Kutipan Sumber:
****

Kandungan zat dalam Keladi Tikus yang bersifat menghambat pertumbuhan kanker malah nggak ada. Tapi masyarakat luas sudah telanjur tersugesti oleh informasi dari mulut ke mulut tadi.
Contoh lain, ketika seorang penderita Demam Berdarah Dengue (DBD) memasuki tahap pemulihan maka sebagian anggota keluarganya menyarankan agar si penderita rajin mengonsumsi jus jambu merah (guava) agar trombosit dalam darah bisa meningkat sampai batas normal.
Padahal bila diteliti secara mendalam kandungan nutrisi guava tidak berkorelasi positif dengan peningkatan trombosit pada penderita DBD tadi. Seorang dokter ahli mengatakan kalau meningkatnya jumlah trombosit hingga batas normal itu bukan lantaran rajin mengonsumsi jus guava melainkan lebih dikarenakan pulihnya kondisi kesehatan seorang penderita setelah secara teratur menerima asupan gizi dari makanan yang dikonsumsinya.
Obat herbal sebagian memang sudah melalui tahap pengujian di laboratorium dan bagaimana pengaruhnya terhadap kesehatan tubuh manusia (uji klinis) sebagian lagi mungkin belum tapi masyarakat sudah telanjur tersugesti oleh pengalaman turun-temurun yang berkembang di masyarakat.
Kates (Pepaya) Gantung Sebagai Obat yang Handal
Semua bagian tanaman pepaya memberikan manfaat bagi kesehatan manusia. Buah dari tanaman yang memiliki nama Latin Carica papaya itu sering dijadikan solusi untuk mengatasi masalah BAB (Buang Air Besar).
Buah pepaya banyak mengandung beta karotin, pektin, delta-galaktosa, lamda-arabinosa, papain, papayotimin-papain, alkaloid karpain, Fitokinase, Vitamin A, Vitamin C.
Tak hanya itu, di dalam buah pepaya juga terkandung zat alkaloid karpain, glukotropaeolin dan benzyl-isotiosianat yang sangat ampuh membunuh bakteri. Daun, akar dan bagian kulit batang mengandung saponin, alkaloid, flavonoid dan polifenol.
Sementara untuk bunga pepaya terutama pada Kates (pepaya) Gantung diyakini mengandung flavonoid, tanin, steroid, triterpenoid, karbohidrat dan antioksidan yang mampu menangkap radikal bebas.

****

Data yang Diberikan:
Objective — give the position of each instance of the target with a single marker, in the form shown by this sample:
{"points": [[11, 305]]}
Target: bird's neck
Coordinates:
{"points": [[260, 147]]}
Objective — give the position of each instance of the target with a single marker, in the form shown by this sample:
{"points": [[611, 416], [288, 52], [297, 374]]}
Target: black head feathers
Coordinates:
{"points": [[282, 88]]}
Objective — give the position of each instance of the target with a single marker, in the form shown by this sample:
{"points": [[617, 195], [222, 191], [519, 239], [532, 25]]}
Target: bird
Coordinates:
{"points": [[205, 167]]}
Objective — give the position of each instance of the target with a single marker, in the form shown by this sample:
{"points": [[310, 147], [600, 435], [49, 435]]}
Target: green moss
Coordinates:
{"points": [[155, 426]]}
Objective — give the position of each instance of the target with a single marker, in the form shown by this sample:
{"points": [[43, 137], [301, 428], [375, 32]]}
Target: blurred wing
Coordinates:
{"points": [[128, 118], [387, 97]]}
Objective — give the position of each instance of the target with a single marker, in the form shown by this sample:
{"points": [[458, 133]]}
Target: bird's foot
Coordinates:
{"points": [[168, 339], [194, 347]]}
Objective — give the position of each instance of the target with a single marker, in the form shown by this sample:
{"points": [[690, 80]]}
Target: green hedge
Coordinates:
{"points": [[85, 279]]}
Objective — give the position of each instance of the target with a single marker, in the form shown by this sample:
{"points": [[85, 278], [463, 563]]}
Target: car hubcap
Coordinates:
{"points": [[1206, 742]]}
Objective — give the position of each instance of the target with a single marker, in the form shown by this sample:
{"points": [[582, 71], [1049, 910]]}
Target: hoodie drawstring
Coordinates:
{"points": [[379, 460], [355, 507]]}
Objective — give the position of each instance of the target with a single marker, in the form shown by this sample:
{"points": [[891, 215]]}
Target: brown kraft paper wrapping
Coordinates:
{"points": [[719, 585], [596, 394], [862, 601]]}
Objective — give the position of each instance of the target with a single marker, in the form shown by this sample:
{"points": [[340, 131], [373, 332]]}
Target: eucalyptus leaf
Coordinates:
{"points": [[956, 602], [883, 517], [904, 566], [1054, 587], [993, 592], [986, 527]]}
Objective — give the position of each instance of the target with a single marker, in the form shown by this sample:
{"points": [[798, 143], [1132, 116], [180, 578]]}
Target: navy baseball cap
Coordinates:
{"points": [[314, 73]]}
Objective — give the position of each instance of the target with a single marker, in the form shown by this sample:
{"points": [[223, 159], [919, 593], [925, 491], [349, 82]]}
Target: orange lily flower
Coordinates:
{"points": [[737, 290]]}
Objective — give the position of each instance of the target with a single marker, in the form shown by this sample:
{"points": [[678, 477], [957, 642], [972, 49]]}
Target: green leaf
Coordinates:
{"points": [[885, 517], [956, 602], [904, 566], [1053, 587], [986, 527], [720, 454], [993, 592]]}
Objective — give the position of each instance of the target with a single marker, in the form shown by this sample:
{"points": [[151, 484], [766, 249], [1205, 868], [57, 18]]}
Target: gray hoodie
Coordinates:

****

Tugas A:
Jawab pertanyaan berikut berdasarkan kutipan tentang obat herbal dan pepaya.
(i) Jus apa yang disarankan anggota keluarga kepada penderita DBD pada tahap pemulihan?
(ii) Apa nama Latin tanaman pepaya?
(iii) Zat apa saja yang terkandung dalam daun, akar, dan kulit batang pepaya?
Tugas B:
Tentukan apakah setiap pernyataan di bawah ini sesuai dengan kutipan tentang obat herbal dan pepaya. Jawab ya atau tidak, lalu kutip kata-kata penentunya dari kutipan itu.
(i) Menurut seorang dokter ahli, jumlah trombosit penderita DBD naik karena rajin minum jus guava.
(ii) Semua obat herbal sudah melalui uji klinis.
(iii) Buah pepaya mengandung Vitamin C.
Tugas C: Teruskan kutipan tentang obat herbal dan pepaya, mulai setelah kalimat terakhirnya.

Hasil Tugas A:
(i) Jus jambu merah (guava).
(ii) Carica papaya.
(iii) Saponin, alkaloid, flavonoid, dan polifenol.

Hasil Tugas B:
(i) Tidak: "bukan lantaran rajin mengonsumsi jus guava melainkan lebih dikarenakan pulihnya kondisi kesehatan seorang penderita"
(ii) Tidak: "sebagian lagi mungkin belum"
(iii) Ya: "Buah pepaya banyak mengandung beta karotin, pektin, delta-galaktosa, lamda-arabinosa, papain, papayotimin-papain, alkaloid karpain, Fitokinase, Vitamin A, Vitamin C."

Hasil Tugas C:
Akar pepaya termasuk pepaya gantung berguna sebagai peluruh air seni. Bijinya bisa dimanfaatkan sebagai obat cacing dan peluruh haid. Buahnya yang matang berfungsi untuk meluruhkan empedu, memicu enzyme pencernaan dan menguatkan lambung. Buah pepaya yang masih muda (mengkal) berkhasiat melancarkan ASI.
Perlu diketahui bahwa pepaya gantung disebut juga pepaya jantan karena nyaris tidak menghasilkan buah namun sesekali juga berbuah dengan biji yang mandul (partenogenesis).
Daun dan bunga pepaya gantung rasanya pahit karena kandungan alkaloid karpain yang ada di dalamnya. Sebagian orang memanfaatkan daun, bunga dan akar pepaya gantung untuk obat (jamu) penyakit lemah jantung. Bagian-bagian tanaman pepaya tadi ditumbuk hingga halus lalu diperas airnya kemudian diminum.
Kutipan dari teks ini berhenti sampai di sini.